• _ASSIGNMENT_
Rewrite the passage on New York City regulation, beginning at the words "Mamdani had considerable" and stopping after "investment and hiring.", with "halal cart owners" replaced by "street food vendors".

The mayor’s budget has shown the fiscal limits of this state-driven vision. If Mamdani wants to revive the city’s middle class and deliver on his promise of an affordable New York, he will need to outgrow the city’s habit of using government as a jobs program and instead look for ways to revive private-sector job growth while public dollars flow toward core public functions.

Mamdani has shown flashes of ideological flexibility on issues ranging from private-sector housing construction to the role of private developers in NYCHA redevelopments. The good news for the mayor is that deregulatory politics are inherently unsexy—only industry insiders and policy nerds follow the twists and turns of occupational licensing regimes and tort reform. Entrenched interest groups will fight aggressively to defend their turf, but the mayor’s broad popularity and goodwill with his base give him political space to buck left-wing orthodoxy on this issue.

While low-profile, occupational licensing and business regulations are vital to the city economy. The Institute for Justice found that one in five New York City jobs requires an occupational license of some sort; the national average at midcentury was one in 20. The typical moderate-income job requires roughly 275 days of education and on-the-job training before a worker can legally practice his chosen profession. For low-wage workers with a foothold as cashiers or delivery drivers, the need to forgo current income and shell out on credentialing programs halts upward mobility.

Mamdani had considerable success dramatizing the plight of regulation-burdened halal cart owners during the campaign; he has since promised regulatory relief for small business owners more broadly. New York State’s regulatory code has roughly 300,000 regulations running to approximately 17 million words; the notorious “scaffolding law” dates to an era when the city’s biggest public health concern was horse manure on its streets. A modest culling of regulations written for entirely different contexts would free up dollars for investment and hiring.

• _STORED DATA_
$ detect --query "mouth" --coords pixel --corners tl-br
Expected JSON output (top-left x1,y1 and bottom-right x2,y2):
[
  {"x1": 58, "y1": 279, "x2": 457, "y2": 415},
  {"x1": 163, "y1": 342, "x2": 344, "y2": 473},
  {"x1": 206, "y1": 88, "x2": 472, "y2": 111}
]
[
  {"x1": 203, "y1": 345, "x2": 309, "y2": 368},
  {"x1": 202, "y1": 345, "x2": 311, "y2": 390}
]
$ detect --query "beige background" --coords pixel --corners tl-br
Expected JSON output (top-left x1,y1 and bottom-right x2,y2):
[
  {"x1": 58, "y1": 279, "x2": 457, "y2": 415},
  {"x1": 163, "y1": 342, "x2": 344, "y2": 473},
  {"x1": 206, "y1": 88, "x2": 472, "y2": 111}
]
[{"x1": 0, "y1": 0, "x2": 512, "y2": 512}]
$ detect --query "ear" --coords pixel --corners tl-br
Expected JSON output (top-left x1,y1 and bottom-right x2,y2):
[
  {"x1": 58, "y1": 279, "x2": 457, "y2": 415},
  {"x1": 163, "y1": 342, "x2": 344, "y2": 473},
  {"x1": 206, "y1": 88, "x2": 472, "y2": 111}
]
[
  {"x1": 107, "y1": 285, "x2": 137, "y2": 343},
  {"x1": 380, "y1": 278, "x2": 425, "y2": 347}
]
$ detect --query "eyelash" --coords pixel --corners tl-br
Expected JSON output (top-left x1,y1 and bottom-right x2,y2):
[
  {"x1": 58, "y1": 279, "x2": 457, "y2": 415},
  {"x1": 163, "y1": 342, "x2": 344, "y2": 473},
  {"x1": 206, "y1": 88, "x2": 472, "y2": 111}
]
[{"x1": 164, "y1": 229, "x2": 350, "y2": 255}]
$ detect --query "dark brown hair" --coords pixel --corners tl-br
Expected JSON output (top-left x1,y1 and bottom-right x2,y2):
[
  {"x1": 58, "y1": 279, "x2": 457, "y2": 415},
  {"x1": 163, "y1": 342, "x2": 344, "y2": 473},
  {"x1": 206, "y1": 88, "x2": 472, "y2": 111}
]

• _OUTPUT OF THE TASK_
Mamdani had considerable success dramatizing the plight of regulation-burdened street food vendors during the campaign; he has since promised regulatory relief for small business owners more broadly. New York State’s regulatory code has roughly 300,000 regulations running to approximately 17 million words; the notorious “scaffolding law” dates to an era when the city’s biggest public health concern was horse manure on its streets. A modest culling of regulations written for entirely different contexts would free up dollars for investment and hiring.